- Aim 1: Please gather every line of the entries below that contains the string "shown".

- Excerpt to read:
---

Working in this way, the women have developed their own three C’s of conflict resolution: civility, common ground, and compromise.

“Women now chair or sit as ranking members of 10 of the Senate’s 20 committees,” TIME says, “and are responsible for passing the vast majority of legislation this year, whether it be the budget, the transportation bill, the farm bill, the Water Resources Development Act or the Violence Against Women Act. They have driven the debate on everything from derivatives reform to sexual assault in the military.

“Perhaps most important, they are showing how to make things happen. ‘I am very proud that these women are stepping forward,’ says Senator John McCain, the Arizona Republican. ‘Imagine what they could do if there were 50 of them.’ ”

“An ethical person understands the importance of self-restraint and sacrifice,” Josephson says, “and the value and rewards of service and charity. Sometimes people must choose between what they want and what they want to be.”

---

- Task inputs:
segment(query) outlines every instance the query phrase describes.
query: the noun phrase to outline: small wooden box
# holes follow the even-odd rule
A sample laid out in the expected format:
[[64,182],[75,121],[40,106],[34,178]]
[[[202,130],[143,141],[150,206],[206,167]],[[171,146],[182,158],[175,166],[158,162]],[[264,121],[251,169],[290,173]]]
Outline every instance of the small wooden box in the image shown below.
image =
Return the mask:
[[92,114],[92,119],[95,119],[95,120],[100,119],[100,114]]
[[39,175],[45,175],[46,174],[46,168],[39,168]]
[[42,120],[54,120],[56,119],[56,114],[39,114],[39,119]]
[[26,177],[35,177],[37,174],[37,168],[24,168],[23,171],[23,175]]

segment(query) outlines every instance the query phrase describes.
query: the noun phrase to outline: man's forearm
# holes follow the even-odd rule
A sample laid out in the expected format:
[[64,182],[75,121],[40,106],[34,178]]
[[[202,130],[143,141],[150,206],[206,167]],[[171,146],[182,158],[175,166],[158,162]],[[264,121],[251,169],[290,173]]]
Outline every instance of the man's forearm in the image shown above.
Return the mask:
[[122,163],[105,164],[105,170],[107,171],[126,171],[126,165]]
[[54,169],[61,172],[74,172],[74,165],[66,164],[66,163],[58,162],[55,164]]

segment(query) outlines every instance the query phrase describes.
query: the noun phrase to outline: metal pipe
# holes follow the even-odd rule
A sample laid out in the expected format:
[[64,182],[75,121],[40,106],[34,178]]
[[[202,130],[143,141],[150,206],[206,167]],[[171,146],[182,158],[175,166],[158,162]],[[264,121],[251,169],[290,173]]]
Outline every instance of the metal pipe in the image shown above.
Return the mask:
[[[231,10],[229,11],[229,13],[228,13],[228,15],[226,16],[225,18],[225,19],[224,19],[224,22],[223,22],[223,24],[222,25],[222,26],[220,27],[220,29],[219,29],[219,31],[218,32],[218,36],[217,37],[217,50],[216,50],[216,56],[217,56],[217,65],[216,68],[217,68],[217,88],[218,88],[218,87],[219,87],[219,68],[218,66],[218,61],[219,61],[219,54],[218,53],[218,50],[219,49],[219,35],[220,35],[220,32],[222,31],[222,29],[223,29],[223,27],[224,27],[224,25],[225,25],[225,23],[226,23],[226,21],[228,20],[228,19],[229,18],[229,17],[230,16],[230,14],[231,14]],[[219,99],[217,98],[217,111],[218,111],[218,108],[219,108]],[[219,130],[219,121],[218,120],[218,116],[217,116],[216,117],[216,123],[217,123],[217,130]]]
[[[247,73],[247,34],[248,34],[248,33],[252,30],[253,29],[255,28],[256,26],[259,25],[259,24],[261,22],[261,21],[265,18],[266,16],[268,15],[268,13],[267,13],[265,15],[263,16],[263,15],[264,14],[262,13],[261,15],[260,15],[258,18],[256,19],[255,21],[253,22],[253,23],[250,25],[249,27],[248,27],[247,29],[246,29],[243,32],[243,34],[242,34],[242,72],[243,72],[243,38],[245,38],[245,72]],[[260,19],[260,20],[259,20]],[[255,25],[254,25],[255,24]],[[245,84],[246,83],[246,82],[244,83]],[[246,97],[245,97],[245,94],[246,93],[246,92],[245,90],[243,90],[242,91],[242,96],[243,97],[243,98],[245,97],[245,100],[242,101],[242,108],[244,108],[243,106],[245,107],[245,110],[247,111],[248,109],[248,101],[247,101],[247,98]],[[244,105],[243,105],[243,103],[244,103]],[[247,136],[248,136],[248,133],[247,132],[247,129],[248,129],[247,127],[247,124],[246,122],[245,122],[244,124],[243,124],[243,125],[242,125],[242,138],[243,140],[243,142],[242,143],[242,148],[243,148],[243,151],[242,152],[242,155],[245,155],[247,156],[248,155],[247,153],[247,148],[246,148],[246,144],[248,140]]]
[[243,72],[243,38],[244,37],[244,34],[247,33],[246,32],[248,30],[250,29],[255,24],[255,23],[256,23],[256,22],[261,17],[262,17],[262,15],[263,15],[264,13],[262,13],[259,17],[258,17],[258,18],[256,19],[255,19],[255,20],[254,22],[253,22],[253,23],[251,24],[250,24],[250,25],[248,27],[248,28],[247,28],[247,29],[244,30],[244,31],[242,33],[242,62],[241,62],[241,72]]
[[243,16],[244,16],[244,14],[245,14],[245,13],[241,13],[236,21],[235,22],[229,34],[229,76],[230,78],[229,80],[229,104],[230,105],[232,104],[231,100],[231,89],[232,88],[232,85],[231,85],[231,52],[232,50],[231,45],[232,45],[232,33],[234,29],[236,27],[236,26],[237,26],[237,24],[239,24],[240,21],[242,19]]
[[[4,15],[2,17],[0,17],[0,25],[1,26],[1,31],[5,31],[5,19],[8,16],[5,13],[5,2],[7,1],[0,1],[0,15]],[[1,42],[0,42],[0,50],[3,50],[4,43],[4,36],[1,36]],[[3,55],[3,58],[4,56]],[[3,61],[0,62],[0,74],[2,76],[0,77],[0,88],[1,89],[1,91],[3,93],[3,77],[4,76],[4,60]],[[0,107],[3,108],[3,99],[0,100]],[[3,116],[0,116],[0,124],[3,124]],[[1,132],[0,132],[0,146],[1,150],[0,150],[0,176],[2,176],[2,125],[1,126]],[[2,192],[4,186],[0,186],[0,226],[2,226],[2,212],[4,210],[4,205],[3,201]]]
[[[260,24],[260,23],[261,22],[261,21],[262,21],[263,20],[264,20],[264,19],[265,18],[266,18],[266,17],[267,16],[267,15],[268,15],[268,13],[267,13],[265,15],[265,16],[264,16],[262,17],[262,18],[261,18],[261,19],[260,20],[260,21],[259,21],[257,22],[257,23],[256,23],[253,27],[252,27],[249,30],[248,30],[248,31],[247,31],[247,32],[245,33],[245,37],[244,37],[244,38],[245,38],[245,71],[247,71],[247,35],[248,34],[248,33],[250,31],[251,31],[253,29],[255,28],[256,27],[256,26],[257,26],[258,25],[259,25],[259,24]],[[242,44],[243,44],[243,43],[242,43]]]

---

- Aim 2: Extend the excerpt about women in the Senate, printed above, starting after its final sentence.

- Answer 1:
Outline every instance of the small wooden box in the image shown below.
Outline every instance of the man's forearm in the image shown above.
Outline every instance of the metal pipe in the image shown above.

- Answer 2:
Here’s to the 20 women of the U.S. Senate who stand for service.

Barbara Mikulski (MD), Dianne Feinstein (CA), Barbara Boxer(CA), Patty Murray (WA), Susan Collins (ME), Mary Landrieu(LA), Maria Cantwell (WA), Debbie Stabenow (MI), Lisa Murkowski (AK), Amy Klobuchar (MN), Claire McCaskill(MO), Jeanne Shaheen (NH), Kay Hagan (NC), Kirsten Gillibrand (NY), Kelly Ayotte (NH), Tammy Baldwin (WI),Deb Fischer (NE), Heidi Heitkamp (ND), Mazie Hirono (HI), and Elizabeth Warren (MA).